SET OF TASKS:
1. According to the text on La Gomera wine, in what year did the island's wine designation obtain its official status?
2. Reproduce word for word the part of the La Gomera wine text between "La Gomera is a Spanish" and "status in 2009.", inclusive.

La Gomera is a Spanish Denominación de Origen Protegida (DOP) for wines that covers the entire island of La Gomera (Canary Islands, Spain) comprising the six municipalities of San Sebastián de la Gomera, Hermigua, Agulo, Vallehermoso, Valle Gran Rey and Alajeró. It obtained its official status in 2009.

Climate and Geography
La Gomera is a very mountainous island and cultivation of vines is difficult and laborious. The vines are planted in terraces on steep slopes with walls built of stone. Traditionally the vines were left to grow along the ground, but vines have been trained along trellises (en espaldera).

Vineyards and Wineries
There are currently (as of 2015) around 125 ha planted to vines and registered with the Regulatory Council of the DOP and around 150 grapegrowers and 7 wineries registered.

Items stored from a collection:
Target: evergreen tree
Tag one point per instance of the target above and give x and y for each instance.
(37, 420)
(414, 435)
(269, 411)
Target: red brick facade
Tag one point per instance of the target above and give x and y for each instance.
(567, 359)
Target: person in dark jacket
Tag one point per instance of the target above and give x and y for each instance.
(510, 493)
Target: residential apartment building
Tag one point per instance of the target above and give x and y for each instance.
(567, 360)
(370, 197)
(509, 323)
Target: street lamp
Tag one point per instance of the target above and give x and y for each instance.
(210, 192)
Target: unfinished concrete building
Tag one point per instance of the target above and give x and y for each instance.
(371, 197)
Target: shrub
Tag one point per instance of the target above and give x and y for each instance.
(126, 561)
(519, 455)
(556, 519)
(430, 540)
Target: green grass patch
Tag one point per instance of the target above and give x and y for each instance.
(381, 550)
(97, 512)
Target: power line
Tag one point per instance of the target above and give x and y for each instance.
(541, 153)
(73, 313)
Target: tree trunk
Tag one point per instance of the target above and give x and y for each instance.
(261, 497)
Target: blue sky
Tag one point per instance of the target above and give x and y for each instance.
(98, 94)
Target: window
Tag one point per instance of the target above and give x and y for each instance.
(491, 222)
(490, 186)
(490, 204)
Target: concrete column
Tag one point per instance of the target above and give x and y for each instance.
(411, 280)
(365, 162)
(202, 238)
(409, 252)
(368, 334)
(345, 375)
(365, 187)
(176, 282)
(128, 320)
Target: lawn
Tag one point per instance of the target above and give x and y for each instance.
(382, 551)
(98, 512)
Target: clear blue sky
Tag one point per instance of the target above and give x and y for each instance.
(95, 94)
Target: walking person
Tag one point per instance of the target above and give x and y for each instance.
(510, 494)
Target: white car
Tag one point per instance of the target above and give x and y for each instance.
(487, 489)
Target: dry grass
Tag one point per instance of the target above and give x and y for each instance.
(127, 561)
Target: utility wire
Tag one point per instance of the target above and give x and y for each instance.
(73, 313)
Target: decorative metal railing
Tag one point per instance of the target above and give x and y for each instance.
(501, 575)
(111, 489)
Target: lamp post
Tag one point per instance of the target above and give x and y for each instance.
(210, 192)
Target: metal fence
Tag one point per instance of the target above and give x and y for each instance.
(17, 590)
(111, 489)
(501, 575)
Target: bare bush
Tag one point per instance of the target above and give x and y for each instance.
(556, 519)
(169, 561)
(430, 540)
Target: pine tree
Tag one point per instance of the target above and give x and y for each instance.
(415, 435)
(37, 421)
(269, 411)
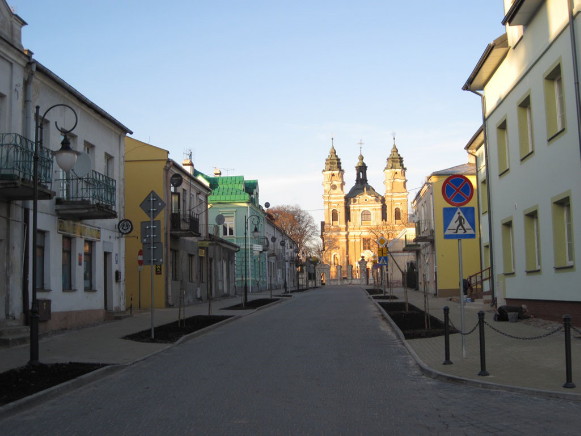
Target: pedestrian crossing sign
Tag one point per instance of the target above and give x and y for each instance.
(459, 223)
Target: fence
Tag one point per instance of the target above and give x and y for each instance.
(482, 324)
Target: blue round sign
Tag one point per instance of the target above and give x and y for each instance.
(457, 190)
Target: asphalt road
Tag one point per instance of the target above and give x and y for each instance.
(324, 363)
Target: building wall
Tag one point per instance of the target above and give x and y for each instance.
(537, 181)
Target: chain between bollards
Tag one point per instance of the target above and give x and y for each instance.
(447, 360)
(569, 372)
(483, 371)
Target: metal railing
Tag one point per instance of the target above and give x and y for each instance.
(95, 188)
(16, 159)
(185, 222)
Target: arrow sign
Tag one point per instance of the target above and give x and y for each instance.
(459, 223)
(457, 190)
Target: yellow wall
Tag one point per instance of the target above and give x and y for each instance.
(144, 172)
(447, 249)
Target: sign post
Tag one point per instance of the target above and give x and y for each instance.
(152, 205)
(459, 223)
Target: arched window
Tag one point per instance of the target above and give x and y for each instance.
(397, 214)
(334, 217)
(365, 216)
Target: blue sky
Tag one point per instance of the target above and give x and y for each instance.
(259, 87)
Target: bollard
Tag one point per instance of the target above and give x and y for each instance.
(567, 326)
(483, 371)
(447, 360)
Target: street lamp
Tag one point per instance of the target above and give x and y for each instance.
(254, 219)
(66, 158)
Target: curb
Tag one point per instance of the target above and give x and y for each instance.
(40, 397)
(438, 375)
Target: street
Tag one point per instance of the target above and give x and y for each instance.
(322, 362)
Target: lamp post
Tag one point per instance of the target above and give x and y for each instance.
(254, 219)
(65, 158)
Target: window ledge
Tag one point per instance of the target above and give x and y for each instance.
(551, 138)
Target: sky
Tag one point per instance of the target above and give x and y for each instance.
(259, 87)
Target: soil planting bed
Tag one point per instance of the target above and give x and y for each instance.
(169, 333)
(412, 323)
(31, 379)
(252, 304)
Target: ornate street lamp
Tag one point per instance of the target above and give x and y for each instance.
(66, 158)
(254, 219)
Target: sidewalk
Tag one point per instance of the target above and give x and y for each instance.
(102, 343)
(535, 365)
(512, 363)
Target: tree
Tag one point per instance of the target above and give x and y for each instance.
(298, 224)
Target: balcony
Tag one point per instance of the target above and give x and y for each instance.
(16, 169)
(84, 198)
(184, 225)
(424, 231)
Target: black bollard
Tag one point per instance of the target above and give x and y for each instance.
(483, 371)
(447, 360)
(567, 326)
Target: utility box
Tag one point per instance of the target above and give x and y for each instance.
(44, 310)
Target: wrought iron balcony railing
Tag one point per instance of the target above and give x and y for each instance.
(17, 157)
(95, 188)
(185, 223)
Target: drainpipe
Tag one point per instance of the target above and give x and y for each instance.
(575, 69)
(490, 233)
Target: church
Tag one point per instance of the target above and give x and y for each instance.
(357, 218)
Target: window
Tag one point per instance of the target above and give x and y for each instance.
(109, 168)
(502, 147)
(367, 244)
(365, 216)
(88, 266)
(532, 241)
(525, 127)
(554, 102)
(228, 226)
(40, 256)
(201, 266)
(191, 267)
(67, 263)
(563, 232)
(507, 247)
(397, 214)
(483, 196)
(174, 264)
(334, 217)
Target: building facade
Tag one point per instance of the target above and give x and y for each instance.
(355, 220)
(437, 257)
(190, 264)
(528, 83)
(79, 258)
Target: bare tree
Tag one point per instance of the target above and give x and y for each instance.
(298, 224)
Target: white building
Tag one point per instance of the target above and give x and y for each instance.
(78, 250)
(531, 110)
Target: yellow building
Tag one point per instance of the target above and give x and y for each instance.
(355, 220)
(437, 258)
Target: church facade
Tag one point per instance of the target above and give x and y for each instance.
(357, 218)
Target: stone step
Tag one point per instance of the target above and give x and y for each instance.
(13, 335)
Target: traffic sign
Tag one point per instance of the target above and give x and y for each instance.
(459, 223)
(457, 190)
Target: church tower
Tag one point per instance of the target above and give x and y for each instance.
(334, 189)
(396, 194)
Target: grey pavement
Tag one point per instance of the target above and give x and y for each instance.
(534, 365)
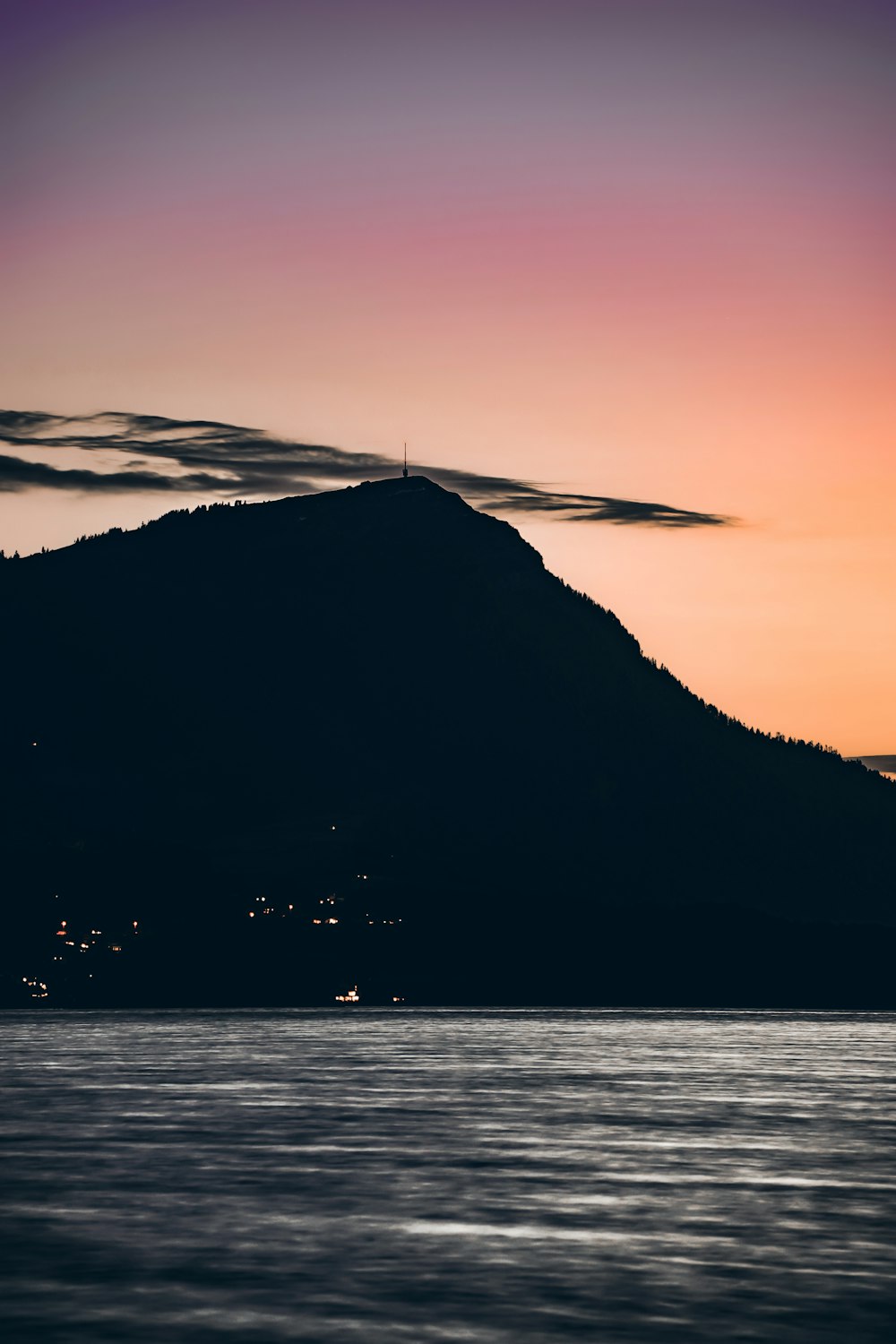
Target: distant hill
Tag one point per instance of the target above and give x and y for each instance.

SOLUTIONS:
1. 2009

2.
La Gomera is a Spanish Denominación de Origen Protegida (DOP) for wines that covers the entire island of La Gomera (Canary Islands, Spain) comprising the six municipalities of San Sebastián de la Gomera, Hermigua, Agulo, Vallehermoso, Valle Gran Rey and Alajeró. It obtained its official status in 2009.